→ **AUSZUG ZUM LESEN**
Trotzdem versuche ich - genauso wie viele Menschen in ähnlichen Situationen oder viele Ärzte und Pflegekräfte - den Lauf der Dinge zu beeinflussen, vielleicht ein wenig zu verlangsamen.
In vielen Ratgebern wird empfohlen, Demenzkranke an Situationen in ihrem Leben zu erinnern. So können Lieder, Geschichten oder Fotoalben dazu dienen, Erinnerungen wach zu halten oder das ein oder andere Buch für kurze Zeit im Regal wieder aufzustellen.
In diesem Sinne habe ich mich hingesetzt und Fotos aus dem Leben jener lieben Person zu suchen, um ihn an Situationen erinnern, die er (hoffentlich) sehr genossen hat. Da weder das Pflegepersonal noch besuchende Verwandte sich täglich hinsetzen, um mit Demenzpatienten Fotoalben anzusehen, habe ich mir eine andere Variante überlegt - mein Kissen gegen das Vergessen.

→ **AUSZÜGE AUS EINTRÄGEN**
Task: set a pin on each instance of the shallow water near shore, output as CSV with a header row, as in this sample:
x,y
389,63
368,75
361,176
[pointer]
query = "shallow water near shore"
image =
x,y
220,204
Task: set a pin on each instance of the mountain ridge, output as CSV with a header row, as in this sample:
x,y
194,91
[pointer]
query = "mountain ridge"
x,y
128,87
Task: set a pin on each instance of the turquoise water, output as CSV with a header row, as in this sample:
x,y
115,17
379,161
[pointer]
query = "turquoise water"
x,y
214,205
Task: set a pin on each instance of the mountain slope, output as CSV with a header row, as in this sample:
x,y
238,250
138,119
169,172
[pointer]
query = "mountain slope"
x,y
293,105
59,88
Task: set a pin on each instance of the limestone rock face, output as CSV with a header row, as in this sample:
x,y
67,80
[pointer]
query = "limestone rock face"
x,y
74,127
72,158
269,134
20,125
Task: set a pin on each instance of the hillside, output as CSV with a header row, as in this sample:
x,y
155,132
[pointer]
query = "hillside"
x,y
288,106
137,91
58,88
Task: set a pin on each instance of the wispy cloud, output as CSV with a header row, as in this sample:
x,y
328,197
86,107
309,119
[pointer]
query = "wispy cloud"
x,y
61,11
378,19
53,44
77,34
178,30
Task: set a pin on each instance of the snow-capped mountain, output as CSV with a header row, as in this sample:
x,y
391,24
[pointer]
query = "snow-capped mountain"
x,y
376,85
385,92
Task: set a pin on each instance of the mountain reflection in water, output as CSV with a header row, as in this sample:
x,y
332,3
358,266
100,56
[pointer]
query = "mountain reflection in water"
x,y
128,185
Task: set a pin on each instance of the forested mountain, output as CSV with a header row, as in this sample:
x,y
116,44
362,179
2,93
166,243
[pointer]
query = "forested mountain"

→ **DEINE AUFGABE**
Wie geht der Text über das Kissen gegen das Vergessen nach seinem letzten Satz weiter? Schreib die Fortsetzung. Die Einträge stammen aus einer anderen Quelle als der Text über das Kissen gegen das Vergessen.

→ **ERGEBNIS DER AUFGABE**
Ich habe ein Patchworkkissen aus 3 x 3 Teilen pro Kissenseite genäht. Auf jedes dieser Teile habe ich mit Bügeltransferfolie ein Foto gedruckt und mit Flockfolie beschriftet.

Patchwork-Kissen für Demenzkranke
(Fotos aus persönlichen Gründen unkenntlich gemacht)
Die Transferfolie hat mich dabei fast in den Wahnsinn getrieben. Zum einen ließ sie sich grauenhaft auf den Stoff übertragen, zum anderen hat sich das Transferpapier nach der Übertragung nicht ordentlich ablösen lassen. Beim Beschriften der Fotos mit Flockfolie hat sich die Bügelfolie der Fotos stellenweise gleich wieder mit gelöst. Von wirklich scharfen Fotos, die die Transferfolie auf das Kissen zaubert, brauchen wir auch nicht sprechen.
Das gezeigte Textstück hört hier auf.